++++ EXTRAIT DU DOCUMENT ++++

Développer le multi accueil.
Depuis un an, l’Association Pour l’Innovation en Matière d’Intégration, gestionnaire du jardin d’Hortense, propose dans le cadre de son centre du CFAR, des formations autour de l’intégration d’enfants en situation de handicap en crèche. L’expérience accumulée par 9 ans de travail en la matière leur permet d’échanger sur les compétences attendues. L’objectif du projet est de promouvoir l’intégration des enfants en situation de handicap en milieu ordinaire de la petite enfance. Sur Bordeaux, les crèches multi accueil offrent beaucoup de place, mais dès que l’on s’éloigne de la ville, il devient presque impossible d’en trouver. Le jardin d’Hortense va s’agrandir, pour recevoir 30 places de plus d’ici 2017. « L’APIMI souhaite contribuer à la dynamique d’intégration des personnes en situation de handicap dès le plus jeune âge sur un territoire plus important », conclue-t-elle.

++++

VOTRE CONSIGNE: Indiquez, d'après l'extrait sur le jardin d'Hortense, combien de places supplémentaires celui-ci doit recevoir et pour quelle échéance.

++++ DONNÉES À ANALYSER ++++

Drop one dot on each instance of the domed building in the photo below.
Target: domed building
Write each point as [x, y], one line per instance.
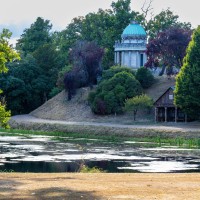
[130, 51]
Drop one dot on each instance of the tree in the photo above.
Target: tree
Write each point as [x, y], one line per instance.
[163, 21]
[7, 54]
[145, 77]
[110, 94]
[86, 57]
[141, 102]
[187, 89]
[49, 63]
[22, 85]
[168, 48]
[35, 36]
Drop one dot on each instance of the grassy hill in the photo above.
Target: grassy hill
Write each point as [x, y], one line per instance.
[58, 108]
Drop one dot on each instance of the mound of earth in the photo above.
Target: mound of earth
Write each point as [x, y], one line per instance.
[59, 108]
[78, 110]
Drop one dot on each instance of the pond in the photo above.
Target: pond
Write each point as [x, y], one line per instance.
[66, 154]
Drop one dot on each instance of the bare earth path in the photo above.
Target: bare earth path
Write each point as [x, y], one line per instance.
[75, 186]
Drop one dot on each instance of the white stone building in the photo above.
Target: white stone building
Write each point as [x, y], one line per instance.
[130, 51]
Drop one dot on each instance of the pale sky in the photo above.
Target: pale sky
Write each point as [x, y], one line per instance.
[19, 14]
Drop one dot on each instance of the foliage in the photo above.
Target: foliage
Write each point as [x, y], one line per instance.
[87, 56]
[110, 94]
[49, 65]
[145, 77]
[163, 21]
[109, 73]
[86, 61]
[103, 27]
[187, 89]
[30, 81]
[7, 54]
[35, 36]
[4, 116]
[61, 75]
[23, 85]
[54, 92]
[141, 102]
[168, 48]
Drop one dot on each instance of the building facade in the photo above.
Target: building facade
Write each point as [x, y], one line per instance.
[130, 52]
[166, 111]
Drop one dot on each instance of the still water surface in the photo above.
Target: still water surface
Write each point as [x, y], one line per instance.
[45, 154]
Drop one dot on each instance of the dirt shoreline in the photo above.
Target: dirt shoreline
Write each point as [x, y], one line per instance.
[170, 130]
[99, 186]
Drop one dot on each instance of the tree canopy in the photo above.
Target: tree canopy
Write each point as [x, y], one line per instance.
[7, 54]
[187, 89]
[168, 48]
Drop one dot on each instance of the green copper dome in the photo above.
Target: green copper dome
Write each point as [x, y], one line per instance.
[134, 30]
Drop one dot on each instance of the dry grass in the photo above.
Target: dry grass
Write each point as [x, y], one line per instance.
[99, 186]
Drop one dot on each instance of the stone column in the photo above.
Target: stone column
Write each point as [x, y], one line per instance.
[175, 114]
[165, 114]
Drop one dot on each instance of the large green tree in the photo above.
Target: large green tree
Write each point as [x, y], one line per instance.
[35, 36]
[7, 54]
[103, 27]
[187, 89]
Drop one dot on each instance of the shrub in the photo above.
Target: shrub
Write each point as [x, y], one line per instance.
[107, 74]
[145, 77]
[110, 94]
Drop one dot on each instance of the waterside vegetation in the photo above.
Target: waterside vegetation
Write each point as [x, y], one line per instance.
[80, 138]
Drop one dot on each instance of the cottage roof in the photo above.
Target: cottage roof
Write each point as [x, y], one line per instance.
[134, 30]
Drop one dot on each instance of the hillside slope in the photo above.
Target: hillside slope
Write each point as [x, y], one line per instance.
[58, 108]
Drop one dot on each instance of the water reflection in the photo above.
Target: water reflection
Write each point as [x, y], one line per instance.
[45, 154]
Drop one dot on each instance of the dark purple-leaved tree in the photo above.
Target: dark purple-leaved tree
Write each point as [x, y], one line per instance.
[86, 61]
[87, 56]
[168, 48]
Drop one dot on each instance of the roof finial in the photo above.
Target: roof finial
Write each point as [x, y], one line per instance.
[134, 22]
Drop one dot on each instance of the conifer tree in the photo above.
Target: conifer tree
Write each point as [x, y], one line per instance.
[187, 90]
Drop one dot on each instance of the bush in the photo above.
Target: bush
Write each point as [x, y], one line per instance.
[61, 75]
[145, 77]
[107, 74]
[110, 94]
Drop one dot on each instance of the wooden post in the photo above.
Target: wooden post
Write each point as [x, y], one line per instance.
[175, 114]
[156, 114]
[165, 114]
[185, 118]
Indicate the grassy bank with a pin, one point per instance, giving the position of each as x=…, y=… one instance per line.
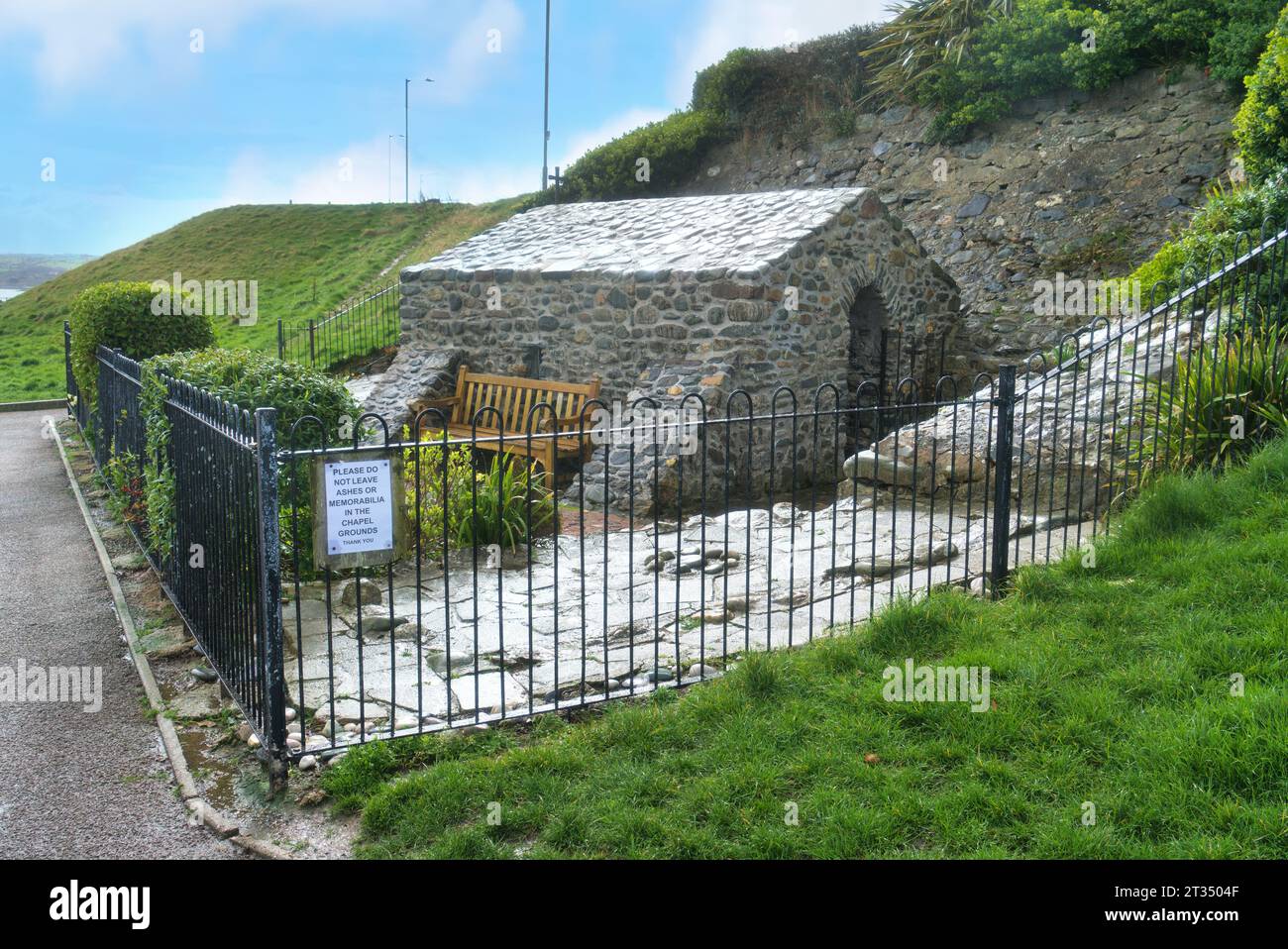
x=305, y=258
x=1112, y=686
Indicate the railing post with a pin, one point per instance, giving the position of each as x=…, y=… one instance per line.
x=67, y=366
x=1003, y=452
x=271, y=662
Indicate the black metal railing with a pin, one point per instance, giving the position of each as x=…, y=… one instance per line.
x=668, y=541
x=357, y=330
x=213, y=551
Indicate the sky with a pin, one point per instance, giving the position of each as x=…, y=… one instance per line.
x=123, y=117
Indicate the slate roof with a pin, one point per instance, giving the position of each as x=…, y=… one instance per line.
x=728, y=232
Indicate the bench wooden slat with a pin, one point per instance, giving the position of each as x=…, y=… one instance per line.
x=513, y=399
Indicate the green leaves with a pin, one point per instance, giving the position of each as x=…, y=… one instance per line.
x=1261, y=125
x=120, y=316
x=458, y=506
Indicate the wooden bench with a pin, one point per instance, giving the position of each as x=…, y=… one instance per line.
x=513, y=399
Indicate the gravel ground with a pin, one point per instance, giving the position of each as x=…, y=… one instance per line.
x=72, y=785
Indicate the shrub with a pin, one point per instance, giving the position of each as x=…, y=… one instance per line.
x=674, y=149
x=1261, y=125
x=1232, y=220
x=249, y=380
x=729, y=86
x=1241, y=374
x=120, y=316
x=501, y=506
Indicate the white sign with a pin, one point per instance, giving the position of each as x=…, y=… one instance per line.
x=360, y=506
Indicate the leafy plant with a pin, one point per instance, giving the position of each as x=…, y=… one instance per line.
x=1261, y=125
x=500, y=502
x=671, y=147
x=458, y=506
x=127, y=494
x=1231, y=223
x=120, y=316
x=1220, y=404
x=249, y=380
x=923, y=38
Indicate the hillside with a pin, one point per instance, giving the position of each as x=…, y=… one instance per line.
x=1087, y=184
x=305, y=259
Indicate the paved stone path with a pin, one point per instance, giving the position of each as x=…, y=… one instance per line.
x=75, y=785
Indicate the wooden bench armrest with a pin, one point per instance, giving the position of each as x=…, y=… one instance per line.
x=441, y=403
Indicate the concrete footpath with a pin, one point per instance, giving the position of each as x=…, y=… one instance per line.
x=72, y=783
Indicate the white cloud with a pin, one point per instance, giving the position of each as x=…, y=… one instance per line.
x=77, y=42
x=481, y=48
x=728, y=25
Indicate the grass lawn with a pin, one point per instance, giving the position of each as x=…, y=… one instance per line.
x=307, y=259
x=1112, y=686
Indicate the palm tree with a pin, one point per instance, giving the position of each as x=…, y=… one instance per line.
x=922, y=37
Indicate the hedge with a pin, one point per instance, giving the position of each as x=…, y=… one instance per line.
x=123, y=316
x=250, y=380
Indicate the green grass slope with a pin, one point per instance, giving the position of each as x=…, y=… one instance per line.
x=1112, y=686
x=305, y=258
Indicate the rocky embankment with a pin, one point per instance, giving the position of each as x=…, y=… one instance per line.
x=1076, y=183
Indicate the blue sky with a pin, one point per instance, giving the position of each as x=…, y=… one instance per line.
x=295, y=99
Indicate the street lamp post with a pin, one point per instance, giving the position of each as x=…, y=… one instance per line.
x=545, y=138
x=407, y=140
x=389, y=194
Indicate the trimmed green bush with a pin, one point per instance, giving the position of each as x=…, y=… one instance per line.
x=458, y=505
x=673, y=149
x=121, y=316
x=249, y=380
x=1225, y=402
x=1261, y=125
x=730, y=85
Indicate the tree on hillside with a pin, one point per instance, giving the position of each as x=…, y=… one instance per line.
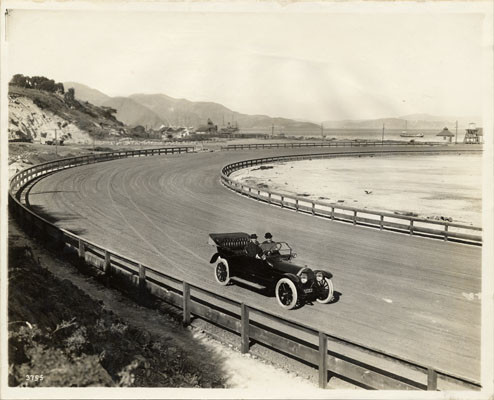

++++

RÉPONSE ATTENDUE: Le jardin d'Hortense doit recevoir 30 places de plus d'ici 2017.